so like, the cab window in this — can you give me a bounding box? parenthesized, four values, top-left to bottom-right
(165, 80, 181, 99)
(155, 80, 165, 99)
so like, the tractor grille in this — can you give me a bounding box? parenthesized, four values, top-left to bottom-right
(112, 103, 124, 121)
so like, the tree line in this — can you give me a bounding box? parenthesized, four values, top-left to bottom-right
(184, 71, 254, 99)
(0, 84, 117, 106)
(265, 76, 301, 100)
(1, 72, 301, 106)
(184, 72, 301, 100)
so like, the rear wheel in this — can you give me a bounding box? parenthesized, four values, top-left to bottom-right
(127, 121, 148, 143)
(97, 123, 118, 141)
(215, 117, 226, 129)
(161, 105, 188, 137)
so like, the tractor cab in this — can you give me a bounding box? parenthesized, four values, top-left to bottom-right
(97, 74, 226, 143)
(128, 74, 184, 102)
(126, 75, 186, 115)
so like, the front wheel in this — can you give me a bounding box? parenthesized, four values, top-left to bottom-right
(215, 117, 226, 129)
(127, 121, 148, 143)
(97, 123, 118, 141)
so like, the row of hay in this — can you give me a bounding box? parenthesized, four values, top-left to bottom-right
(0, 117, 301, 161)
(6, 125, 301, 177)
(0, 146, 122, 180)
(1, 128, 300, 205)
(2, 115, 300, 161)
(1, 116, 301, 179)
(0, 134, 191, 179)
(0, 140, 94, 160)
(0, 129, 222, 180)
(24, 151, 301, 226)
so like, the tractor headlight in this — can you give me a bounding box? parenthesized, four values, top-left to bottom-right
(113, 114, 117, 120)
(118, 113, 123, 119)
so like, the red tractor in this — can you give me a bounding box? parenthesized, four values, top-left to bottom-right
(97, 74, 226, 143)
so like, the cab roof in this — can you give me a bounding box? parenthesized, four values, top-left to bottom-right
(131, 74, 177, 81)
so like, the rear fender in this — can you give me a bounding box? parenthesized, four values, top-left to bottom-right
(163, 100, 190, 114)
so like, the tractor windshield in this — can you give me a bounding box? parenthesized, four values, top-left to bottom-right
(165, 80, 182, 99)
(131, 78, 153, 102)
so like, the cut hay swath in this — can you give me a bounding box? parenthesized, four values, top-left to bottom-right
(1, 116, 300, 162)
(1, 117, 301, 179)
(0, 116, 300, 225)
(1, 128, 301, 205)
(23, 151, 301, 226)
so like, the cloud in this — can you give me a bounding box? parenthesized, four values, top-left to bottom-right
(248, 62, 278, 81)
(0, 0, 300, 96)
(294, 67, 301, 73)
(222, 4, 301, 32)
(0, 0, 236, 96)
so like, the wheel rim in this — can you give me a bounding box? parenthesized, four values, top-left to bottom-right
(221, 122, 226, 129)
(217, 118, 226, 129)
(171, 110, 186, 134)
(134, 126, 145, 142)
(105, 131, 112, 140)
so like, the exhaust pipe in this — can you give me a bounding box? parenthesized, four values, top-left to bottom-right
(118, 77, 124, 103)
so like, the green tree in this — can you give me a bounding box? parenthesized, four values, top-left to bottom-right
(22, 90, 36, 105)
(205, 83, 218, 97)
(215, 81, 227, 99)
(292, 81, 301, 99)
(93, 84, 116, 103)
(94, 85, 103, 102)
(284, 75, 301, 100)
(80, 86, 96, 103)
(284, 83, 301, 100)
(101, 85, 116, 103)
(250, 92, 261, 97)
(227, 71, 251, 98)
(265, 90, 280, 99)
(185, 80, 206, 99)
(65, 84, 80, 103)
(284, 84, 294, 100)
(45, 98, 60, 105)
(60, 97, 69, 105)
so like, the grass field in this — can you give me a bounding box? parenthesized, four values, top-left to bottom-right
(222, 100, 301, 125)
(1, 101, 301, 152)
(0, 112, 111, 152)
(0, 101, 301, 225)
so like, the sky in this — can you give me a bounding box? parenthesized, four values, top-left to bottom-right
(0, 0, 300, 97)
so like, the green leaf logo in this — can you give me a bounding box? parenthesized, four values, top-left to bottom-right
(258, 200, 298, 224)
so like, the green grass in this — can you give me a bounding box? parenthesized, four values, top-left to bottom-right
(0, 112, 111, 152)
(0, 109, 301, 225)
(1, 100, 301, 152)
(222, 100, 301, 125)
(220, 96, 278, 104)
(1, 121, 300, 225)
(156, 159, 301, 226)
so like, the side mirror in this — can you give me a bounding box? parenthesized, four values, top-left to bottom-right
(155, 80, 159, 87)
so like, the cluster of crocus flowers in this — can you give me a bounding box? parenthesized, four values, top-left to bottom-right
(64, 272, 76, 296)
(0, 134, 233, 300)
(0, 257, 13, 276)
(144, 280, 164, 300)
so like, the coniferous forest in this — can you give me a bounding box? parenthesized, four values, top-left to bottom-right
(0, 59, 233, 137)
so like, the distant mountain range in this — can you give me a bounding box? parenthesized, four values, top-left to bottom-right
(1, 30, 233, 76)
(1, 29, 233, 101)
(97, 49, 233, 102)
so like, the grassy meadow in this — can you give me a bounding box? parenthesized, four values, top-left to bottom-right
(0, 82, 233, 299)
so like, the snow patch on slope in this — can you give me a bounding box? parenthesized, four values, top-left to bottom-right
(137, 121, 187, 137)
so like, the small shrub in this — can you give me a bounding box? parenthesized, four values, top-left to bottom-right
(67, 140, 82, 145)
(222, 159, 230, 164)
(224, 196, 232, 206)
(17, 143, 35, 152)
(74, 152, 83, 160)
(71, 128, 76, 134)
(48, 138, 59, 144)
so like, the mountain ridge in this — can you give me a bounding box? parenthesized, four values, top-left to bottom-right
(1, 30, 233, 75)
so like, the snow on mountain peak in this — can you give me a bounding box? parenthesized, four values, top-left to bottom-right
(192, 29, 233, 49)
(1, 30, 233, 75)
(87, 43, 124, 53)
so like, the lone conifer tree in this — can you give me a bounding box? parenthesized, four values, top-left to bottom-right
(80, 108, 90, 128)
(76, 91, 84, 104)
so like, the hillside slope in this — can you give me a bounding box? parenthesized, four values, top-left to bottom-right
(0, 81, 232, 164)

▬▬▬

Task details
Transcribe all entries exactly as they appear above.

Answer space
so like, the cab window in this — can you give me a bounding box? parenthesized, four values, top-left to bottom-right
(165, 80, 181, 99)
(155, 80, 165, 99)
so like, the tractor grille in this — can you give me a bounding box? parenthesized, four values, top-left to bottom-right
(112, 103, 124, 121)
so like, the tree line in this — can you give me a bounding box? parenthesized, four values, top-left to bottom-right
(184, 71, 254, 99)
(0, 84, 117, 106)
(265, 76, 301, 100)
(1, 72, 301, 106)
(184, 72, 301, 100)
so like, the rear wheel in this — can you give me a bounding box? parenthesized, four values, top-left to bottom-right
(127, 121, 148, 143)
(97, 123, 118, 141)
(215, 117, 226, 129)
(161, 105, 188, 137)
so like, the tractor cab in this — can you give me a bounding box? parenthesized, four values, top-left to bottom-right
(97, 74, 226, 143)
(128, 74, 184, 102)
(126, 75, 186, 115)
so like, the front wheel in this — can you give me a bounding box? parenthesized, four values, top-left to bottom-right
(215, 117, 226, 129)
(127, 121, 148, 143)
(97, 123, 118, 141)
so like, the row of hay in this — can you give me a bounding box? parenthesized, four values, top-left to bottom-right
(0, 117, 301, 161)
(6, 125, 301, 177)
(0, 146, 122, 180)
(1, 128, 300, 205)
(2, 115, 300, 161)
(1, 116, 301, 179)
(0, 134, 191, 179)
(0, 140, 94, 160)
(0, 129, 222, 180)
(24, 151, 301, 226)
so like, the tractor headlight in this — can you give me a bounding box? parenthesized, four values, top-left to bottom-right
(113, 114, 117, 120)
(118, 113, 123, 119)
so like, the red tractor in this — can you give me a bounding box? parenthesized, four values, top-left to bottom-right
(97, 74, 226, 143)
so like, the cab roof in this — can you give me a bounding box? parenthesized, four values, top-left to bottom-right
(131, 74, 177, 81)
so like, the rear fender in this — can you give me a bounding box? parenthesized, four values, top-left to bottom-right
(163, 100, 190, 114)
so like, the tractor windshield in this — can you give me a bounding box? parenthesized, four values, top-left to bottom-right
(165, 80, 182, 99)
(131, 78, 153, 102)
so like, the cut hay swath in this — can you give me a bounding box? parenthesized, four values, top-left to bottom-right
(1, 116, 300, 162)
(1, 117, 301, 179)
(0, 116, 300, 225)
(1, 128, 301, 205)
(23, 151, 301, 226)
so like, the cloud in this — can you give me a bounding box? parenthesized, four values, top-left to bottom-right
(248, 62, 278, 81)
(0, 0, 300, 96)
(294, 67, 301, 73)
(222, 4, 301, 32)
(0, 0, 236, 96)
so like, the wheel rim in this — can you give me a bounding box? parenthesized, four values, top-left to bottom-right
(221, 122, 226, 129)
(217, 118, 226, 129)
(171, 110, 186, 134)
(134, 126, 145, 142)
(105, 131, 112, 140)
so like, the exhaust pipe in this — can you give me a bounding box? parenthesized, four values, top-left to bottom-right
(118, 77, 124, 103)
so like, the green tree in this — can you give me a bounding box? parenthesized, four values, top-left to bottom-right
(22, 90, 36, 105)
(205, 83, 218, 97)
(215, 81, 227, 99)
(292, 81, 301, 99)
(93, 84, 116, 103)
(94, 85, 103, 102)
(284, 75, 301, 100)
(80, 86, 96, 103)
(284, 83, 301, 100)
(101, 85, 116, 103)
(250, 92, 261, 97)
(227, 71, 251, 98)
(265, 90, 280, 99)
(185, 80, 206, 99)
(65, 84, 80, 103)
(284, 84, 294, 100)
(45, 98, 60, 105)
(60, 97, 69, 105)
so like, the grass field in this — can you give me a bounding box? parenthesized, four values, top-left to bottom-right
(222, 100, 301, 125)
(1, 101, 301, 152)
(0, 112, 111, 152)
(0, 101, 301, 225)
so like, the sky in this — can you give me a bounding box? parenthesized, four values, top-left to bottom-right
(0, 0, 300, 97)
so like, the green leaf logo in this — can you give me a bounding box? parenthesized, four values, top-left to bottom-right
(258, 200, 298, 224)
so like, the green grass in this — can you give me a bounding box? parenthesized, four values, top-left to bottom-right
(0, 112, 111, 152)
(0, 109, 301, 225)
(1, 100, 301, 152)
(222, 100, 301, 125)
(220, 96, 278, 104)
(1, 121, 300, 225)
(156, 159, 301, 226)
so like, the side mirror in this — can you give me a bounding box? parenthesized, four values, top-left to bottom-right
(155, 80, 159, 87)
so like, the cluster of crocus flowers in this — can you give me a bounding box? parenthesized, four values, top-left to bottom-right
(64, 272, 76, 296)
(0, 134, 233, 300)
(0, 257, 13, 276)
(144, 280, 164, 300)
so like, the coniferous forest in this — can you give me a bounding box? parenthesized, four values, top-left to bottom-right
(0, 59, 233, 137)
so like, the distant mountain range in this — can you give me a bounding box? parenthesized, four values, top-left to bottom-right
(1, 30, 233, 76)
(1, 29, 233, 101)
(97, 49, 233, 102)
so like, the grassy meadow in this — can you give me a bounding box? parenthesized, four values, top-left to bottom-right
(0, 82, 233, 299)
so like, the snow patch on slope in this — can you give me a bounding box? parenthesized, four values, top-left to bottom-right
(137, 121, 187, 137)
so like, the small shrub in this — can you give me a bounding box? parenthesized, four values, top-left to bottom-right
(67, 140, 82, 145)
(222, 159, 230, 164)
(224, 196, 232, 206)
(17, 143, 35, 152)
(74, 152, 83, 160)
(71, 128, 76, 134)
(48, 138, 59, 144)
so like, the mountain ridge in this — can you give me a bounding box? parenthesized, four values, top-left to bottom-right
(1, 30, 233, 75)
so like, the snow on mountain peak in this — can you give me a bounding box? parenthesized, four values, top-left to bottom-right
(192, 29, 233, 49)
(1, 30, 233, 75)
(87, 43, 124, 53)
so like, the lone conifer tree in this — can you give me a bounding box? parenthesized, four values, top-left to bottom-right
(80, 108, 90, 128)
(76, 91, 84, 104)
so like, the hillside slope in this — can you give me a bounding box? parenthesized, four values, top-left to bottom-right
(0, 81, 232, 164)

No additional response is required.